— start of SUPPLIED MATERIAL —
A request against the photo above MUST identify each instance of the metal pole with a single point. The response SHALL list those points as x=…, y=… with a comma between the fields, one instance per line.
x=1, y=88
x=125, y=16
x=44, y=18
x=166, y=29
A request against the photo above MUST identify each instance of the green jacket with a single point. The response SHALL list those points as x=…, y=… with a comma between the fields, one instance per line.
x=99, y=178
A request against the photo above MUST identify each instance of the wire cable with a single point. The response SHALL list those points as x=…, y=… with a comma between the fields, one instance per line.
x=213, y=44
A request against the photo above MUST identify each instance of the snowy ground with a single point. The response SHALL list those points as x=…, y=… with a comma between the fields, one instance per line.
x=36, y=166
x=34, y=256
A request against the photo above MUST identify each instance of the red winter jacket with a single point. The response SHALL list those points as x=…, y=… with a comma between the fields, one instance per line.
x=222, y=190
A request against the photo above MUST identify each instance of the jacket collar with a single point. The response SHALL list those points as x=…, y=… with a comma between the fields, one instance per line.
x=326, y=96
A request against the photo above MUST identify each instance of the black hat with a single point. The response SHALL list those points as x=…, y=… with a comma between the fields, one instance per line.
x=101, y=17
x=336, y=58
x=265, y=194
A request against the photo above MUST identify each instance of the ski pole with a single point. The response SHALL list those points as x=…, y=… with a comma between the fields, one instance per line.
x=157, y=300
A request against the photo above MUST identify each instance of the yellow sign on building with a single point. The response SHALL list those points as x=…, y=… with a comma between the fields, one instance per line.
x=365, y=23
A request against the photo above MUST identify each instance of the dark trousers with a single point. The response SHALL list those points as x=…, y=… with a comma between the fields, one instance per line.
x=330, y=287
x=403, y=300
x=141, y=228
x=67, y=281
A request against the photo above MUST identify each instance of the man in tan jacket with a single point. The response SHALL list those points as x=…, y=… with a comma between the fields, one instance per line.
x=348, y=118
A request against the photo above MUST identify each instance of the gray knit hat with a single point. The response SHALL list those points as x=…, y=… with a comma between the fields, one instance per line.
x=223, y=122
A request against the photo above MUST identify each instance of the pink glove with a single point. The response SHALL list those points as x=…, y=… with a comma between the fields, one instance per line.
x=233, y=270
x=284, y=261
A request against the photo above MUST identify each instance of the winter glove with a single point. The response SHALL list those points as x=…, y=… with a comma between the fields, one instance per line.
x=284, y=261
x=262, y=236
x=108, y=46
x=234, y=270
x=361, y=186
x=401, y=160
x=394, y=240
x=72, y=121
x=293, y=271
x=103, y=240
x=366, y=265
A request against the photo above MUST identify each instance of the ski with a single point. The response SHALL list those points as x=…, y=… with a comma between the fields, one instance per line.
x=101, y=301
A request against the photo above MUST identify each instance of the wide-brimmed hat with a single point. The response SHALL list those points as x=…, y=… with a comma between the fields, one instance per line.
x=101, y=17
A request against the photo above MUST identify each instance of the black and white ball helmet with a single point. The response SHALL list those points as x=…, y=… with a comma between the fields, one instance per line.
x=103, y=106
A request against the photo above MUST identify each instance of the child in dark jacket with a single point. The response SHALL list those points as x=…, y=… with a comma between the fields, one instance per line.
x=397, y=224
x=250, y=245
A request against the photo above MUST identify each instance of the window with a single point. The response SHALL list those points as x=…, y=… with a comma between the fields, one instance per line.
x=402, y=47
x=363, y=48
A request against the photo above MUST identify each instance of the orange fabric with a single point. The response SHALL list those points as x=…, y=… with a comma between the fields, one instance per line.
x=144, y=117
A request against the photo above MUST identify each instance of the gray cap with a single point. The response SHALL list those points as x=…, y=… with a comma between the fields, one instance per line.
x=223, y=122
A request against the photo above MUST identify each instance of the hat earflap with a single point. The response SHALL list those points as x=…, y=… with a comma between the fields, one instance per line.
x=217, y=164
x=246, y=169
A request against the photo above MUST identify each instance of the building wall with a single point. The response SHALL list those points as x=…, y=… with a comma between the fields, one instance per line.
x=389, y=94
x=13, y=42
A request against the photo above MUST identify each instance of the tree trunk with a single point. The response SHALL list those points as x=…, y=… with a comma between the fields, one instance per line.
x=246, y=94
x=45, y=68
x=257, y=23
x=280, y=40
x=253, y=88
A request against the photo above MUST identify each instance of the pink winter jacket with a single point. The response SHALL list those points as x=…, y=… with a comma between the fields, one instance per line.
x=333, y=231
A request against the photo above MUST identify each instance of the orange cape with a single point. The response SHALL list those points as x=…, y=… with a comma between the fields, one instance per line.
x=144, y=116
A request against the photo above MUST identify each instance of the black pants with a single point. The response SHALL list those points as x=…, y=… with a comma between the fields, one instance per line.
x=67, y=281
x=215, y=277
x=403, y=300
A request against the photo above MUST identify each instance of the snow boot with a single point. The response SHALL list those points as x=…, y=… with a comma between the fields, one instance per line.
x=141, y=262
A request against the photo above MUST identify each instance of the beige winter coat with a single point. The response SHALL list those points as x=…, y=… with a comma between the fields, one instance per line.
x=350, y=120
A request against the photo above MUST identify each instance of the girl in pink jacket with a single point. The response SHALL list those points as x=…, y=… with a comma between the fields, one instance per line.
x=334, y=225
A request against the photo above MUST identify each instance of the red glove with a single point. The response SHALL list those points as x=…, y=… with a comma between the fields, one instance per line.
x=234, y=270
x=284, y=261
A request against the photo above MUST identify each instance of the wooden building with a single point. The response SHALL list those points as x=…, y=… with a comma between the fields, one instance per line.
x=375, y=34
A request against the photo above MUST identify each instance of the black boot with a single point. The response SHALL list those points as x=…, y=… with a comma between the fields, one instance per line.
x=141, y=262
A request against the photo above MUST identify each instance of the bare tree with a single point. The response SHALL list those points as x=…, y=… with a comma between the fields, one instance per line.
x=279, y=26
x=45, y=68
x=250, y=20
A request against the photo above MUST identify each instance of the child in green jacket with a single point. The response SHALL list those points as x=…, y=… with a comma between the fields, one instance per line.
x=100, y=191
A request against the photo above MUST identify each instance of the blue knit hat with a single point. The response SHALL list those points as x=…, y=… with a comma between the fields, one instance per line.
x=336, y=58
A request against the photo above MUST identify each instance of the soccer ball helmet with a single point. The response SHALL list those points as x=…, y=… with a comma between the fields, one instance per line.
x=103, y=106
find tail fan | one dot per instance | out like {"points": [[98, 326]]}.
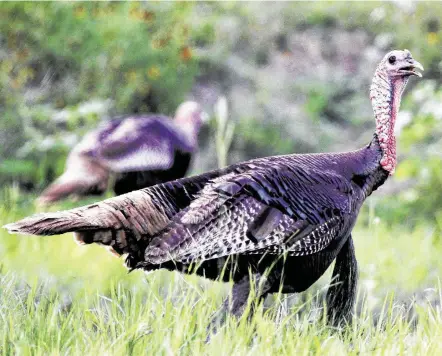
— end of SUPPLIED MATERIAL —
GOAL:
Please pull out each line of the records above that contains the word "window" and copy those lines in full.

TASK RESPONSE:
A request against the photo above MUST identify each instance of the window with a single point. The response SHALL list those points as x=…, y=… with a comma between the fields, one instance per line.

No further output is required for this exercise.